| The request |
Could you copy every one of the rows below word for word, leaving out the pictures?
## Begin Record list
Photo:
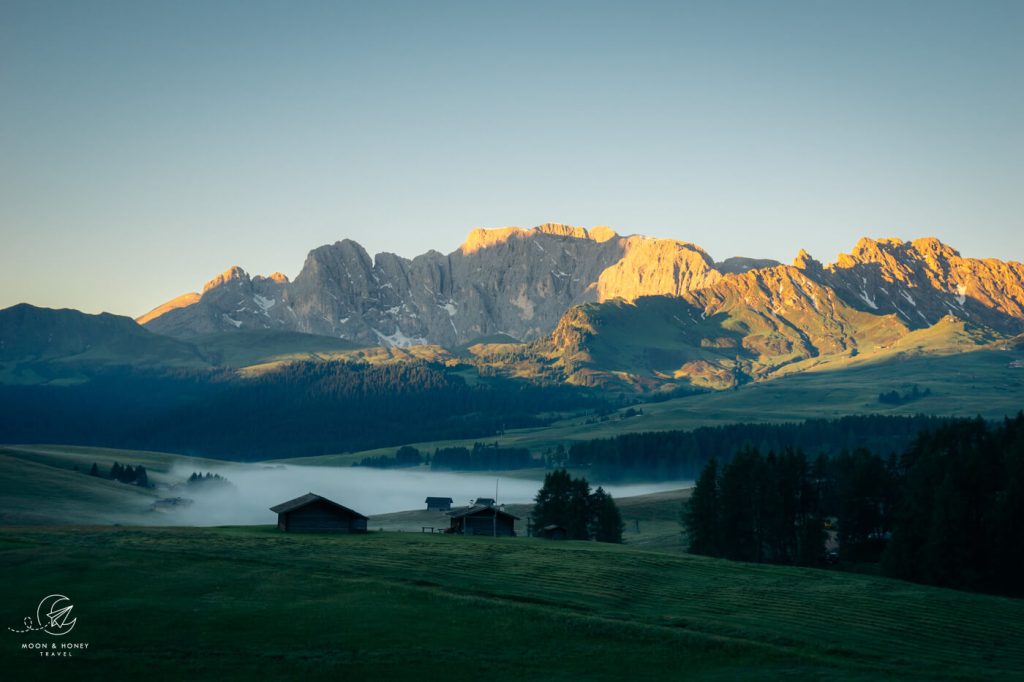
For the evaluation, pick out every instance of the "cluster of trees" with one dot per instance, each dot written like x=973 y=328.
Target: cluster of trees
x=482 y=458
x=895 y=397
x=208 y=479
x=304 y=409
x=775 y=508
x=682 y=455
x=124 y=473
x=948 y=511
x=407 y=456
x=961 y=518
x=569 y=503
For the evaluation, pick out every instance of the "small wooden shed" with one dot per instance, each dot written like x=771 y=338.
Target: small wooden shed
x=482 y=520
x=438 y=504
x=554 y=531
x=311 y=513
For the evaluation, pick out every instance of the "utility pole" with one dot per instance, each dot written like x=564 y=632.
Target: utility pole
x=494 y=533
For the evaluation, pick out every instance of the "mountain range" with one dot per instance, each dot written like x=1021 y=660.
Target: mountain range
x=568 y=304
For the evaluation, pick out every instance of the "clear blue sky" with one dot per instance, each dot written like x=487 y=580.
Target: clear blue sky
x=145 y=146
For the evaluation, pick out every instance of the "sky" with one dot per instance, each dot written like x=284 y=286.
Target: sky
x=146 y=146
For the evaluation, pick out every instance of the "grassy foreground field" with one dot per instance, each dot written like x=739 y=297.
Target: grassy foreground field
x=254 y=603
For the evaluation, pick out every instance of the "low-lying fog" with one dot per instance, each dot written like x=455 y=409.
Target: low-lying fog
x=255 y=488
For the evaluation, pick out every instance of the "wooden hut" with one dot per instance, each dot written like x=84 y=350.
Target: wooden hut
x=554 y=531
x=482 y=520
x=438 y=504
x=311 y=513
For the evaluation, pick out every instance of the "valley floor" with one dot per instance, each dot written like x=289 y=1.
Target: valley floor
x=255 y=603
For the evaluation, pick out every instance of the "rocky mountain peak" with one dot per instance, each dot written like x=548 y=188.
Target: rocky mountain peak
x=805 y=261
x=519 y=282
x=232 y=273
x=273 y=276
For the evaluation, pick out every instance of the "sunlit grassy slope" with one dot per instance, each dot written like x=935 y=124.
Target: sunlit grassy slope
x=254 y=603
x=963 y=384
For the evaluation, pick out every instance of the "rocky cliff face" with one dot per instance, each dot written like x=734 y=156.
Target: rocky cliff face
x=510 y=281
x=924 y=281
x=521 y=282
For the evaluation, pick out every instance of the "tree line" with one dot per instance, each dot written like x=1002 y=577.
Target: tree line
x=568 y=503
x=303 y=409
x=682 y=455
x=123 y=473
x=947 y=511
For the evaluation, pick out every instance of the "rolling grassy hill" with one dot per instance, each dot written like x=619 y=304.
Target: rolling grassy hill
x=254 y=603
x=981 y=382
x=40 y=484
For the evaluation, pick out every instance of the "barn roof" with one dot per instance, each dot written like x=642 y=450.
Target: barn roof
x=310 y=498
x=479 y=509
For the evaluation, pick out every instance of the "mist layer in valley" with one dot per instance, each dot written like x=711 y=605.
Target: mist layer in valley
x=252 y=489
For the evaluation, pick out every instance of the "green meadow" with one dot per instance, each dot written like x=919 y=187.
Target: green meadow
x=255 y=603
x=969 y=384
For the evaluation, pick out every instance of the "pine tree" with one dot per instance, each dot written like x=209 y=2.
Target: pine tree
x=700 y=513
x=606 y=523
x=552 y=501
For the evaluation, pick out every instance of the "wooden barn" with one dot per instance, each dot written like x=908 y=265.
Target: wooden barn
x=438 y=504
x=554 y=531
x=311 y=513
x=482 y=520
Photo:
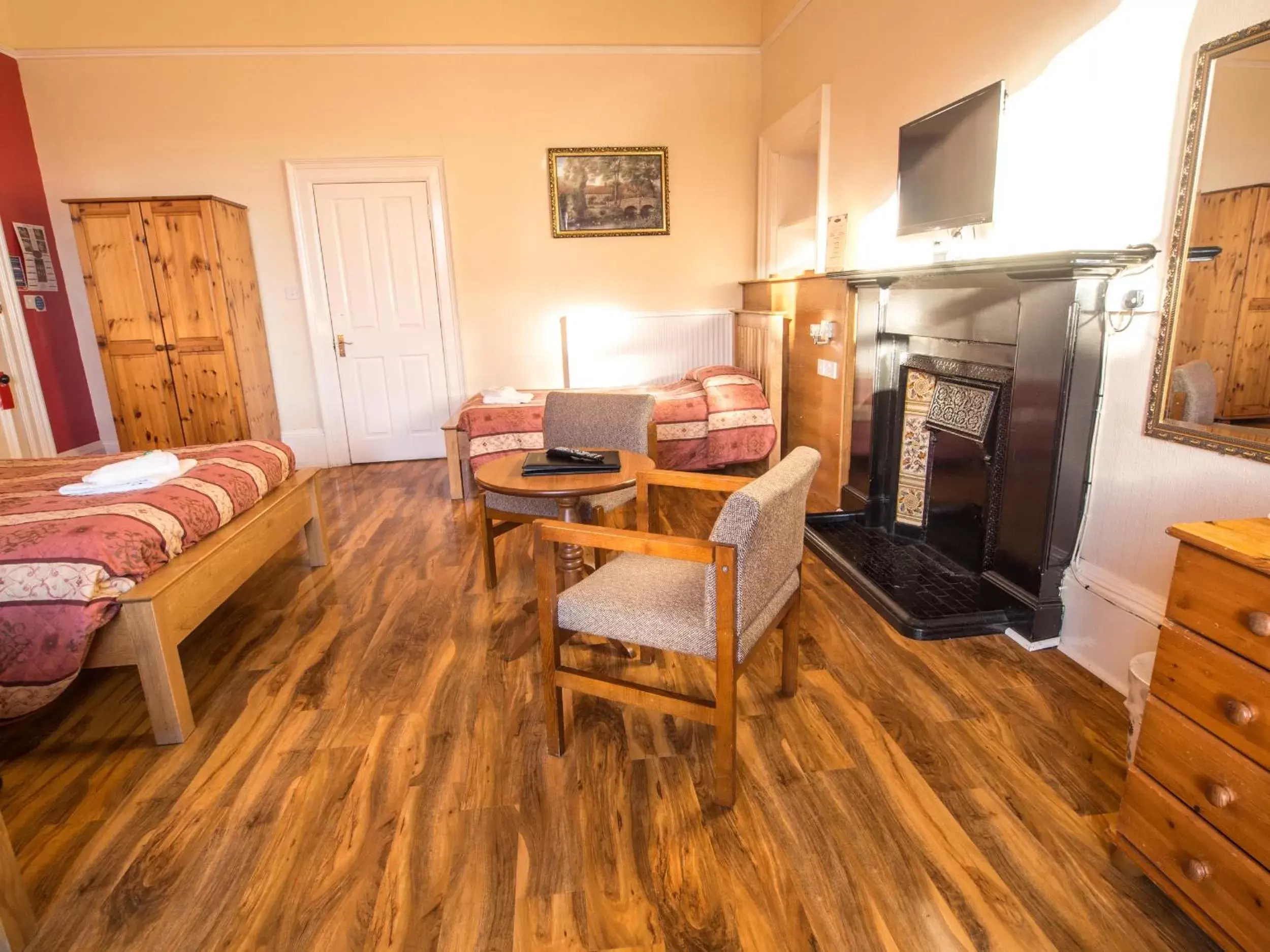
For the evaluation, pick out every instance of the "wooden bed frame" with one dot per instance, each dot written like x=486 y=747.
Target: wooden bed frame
## End Record list
| Complete answer |
Photo:
For the evaluation, pick out every instance of the "cluster of trees" with one dot per instance, each dot written like x=973 y=328.
Target: cluster of trees
x=482 y=458
x=895 y=397
x=208 y=479
x=304 y=409
x=775 y=508
x=682 y=455
x=124 y=473
x=948 y=511
x=407 y=456
x=961 y=518
x=569 y=503
For the evaluation, pick out every instance of the "small wooden shed" with one dot per instance, each dot written like x=771 y=338.
Target: small wooden shed
x=482 y=520
x=438 y=504
x=554 y=531
x=311 y=513
For the evaluation, pick out every instance of the "utility pole" with one dot per instance, each dot written like x=564 y=632.
Target: utility pole
x=494 y=533
For the evaluation, pick out every instance of the "mountain range" with one dot per instance, each dot written like x=1021 y=660.
Target: mountain range
x=568 y=304
For the evaluation, pick out every instance of the "clear blue sky" with one dot per instance, each dot written like x=487 y=580.
Target: clear blue sky
x=145 y=146
For the evaluation, pick out every instance of the "sky" with one dot per instance, each dot written like x=284 y=286.
Target: sky
x=146 y=146
For the evaluation, pick out every instance of the "grassy foreground field" with one dot per instance, each dot written like x=739 y=297.
Target: grassy foreground field
x=254 y=603
For the evaluation, pick out every instance of the "low-lying fog" with one dot per instance, each dot written like x=455 y=409.
Target: low-lying fog
x=255 y=488
For the evaluation, pick out every instance of the "wooden hut" with one dot per instance, each dot written like x=84 y=350.
Target: wooden hut
x=554 y=531
x=482 y=520
x=438 y=504
x=311 y=513
For the evaluation, pick out every instance of the "valley floor" with one dot per instance, each dot written like x=289 y=1.
Target: valley floor
x=255 y=603
For the evaluation, pick out every instance of the "rocky mountain peak" with one dot per instance, each dot written like x=548 y=188.
Target: rocky mountain peak
x=805 y=261
x=519 y=282
x=232 y=273
x=273 y=276
For the evaluation, pick out every instance of the "sunlit grassy slope" with one dot per instance, each dot written like x=935 y=124.
Target: sunlit grassy slope
x=254 y=603
x=963 y=384
For the evaluation, pick out every instance of the "rocky cliff face" with one dot per instance, each dot written like x=734 y=156.
Target: rocky cliff face
x=510 y=281
x=924 y=281
x=521 y=282
For the evaluation, pick out every instance of the "tree line" with one dot per instance, each dot written like x=1002 y=577.
Target: tree line
x=568 y=503
x=303 y=409
x=682 y=455
x=123 y=473
x=947 y=511
For the evaluation, pick out every instance of the "rolling grassy hill" with one dot per instance, each dot written like x=619 y=304.
Target: rolling grassy hill
x=254 y=603
x=981 y=382
x=40 y=484
For the evaluation, pick out every instance of the "barn roof" with one dot per instance, each dot written like x=642 y=450.
Target: barn roof
x=310 y=498
x=479 y=509
For the evaluation, pick out every instance of the "mist layer in valley" with one dot per instance, each dot written like x=711 y=605.
Target: mist layer in valley
x=252 y=489
For the evaluation, pick out every instance of the "green meadow" with one dot per instance, each dot written like x=919 y=187.
Target: green meadow
x=255 y=603
x=969 y=384
For the evaluation, pick out every instance of the "pine tree" with one dot per instance, each dot written like x=209 y=2.
Target: pine tree
x=700 y=513
x=606 y=523
x=552 y=501
For the evaluation, pick out every instance of the "wooden barn" with one dot per instance, each dot written like x=908 y=265.
Target: wooden barn
x=438 y=504
x=554 y=531
x=311 y=513
x=482 y=520
Photo:
For the evaluation, pick out every instance of the "wooden bed frame" with one dot per instance, each dot written like x=486 y=747.
Target: wooden bed frame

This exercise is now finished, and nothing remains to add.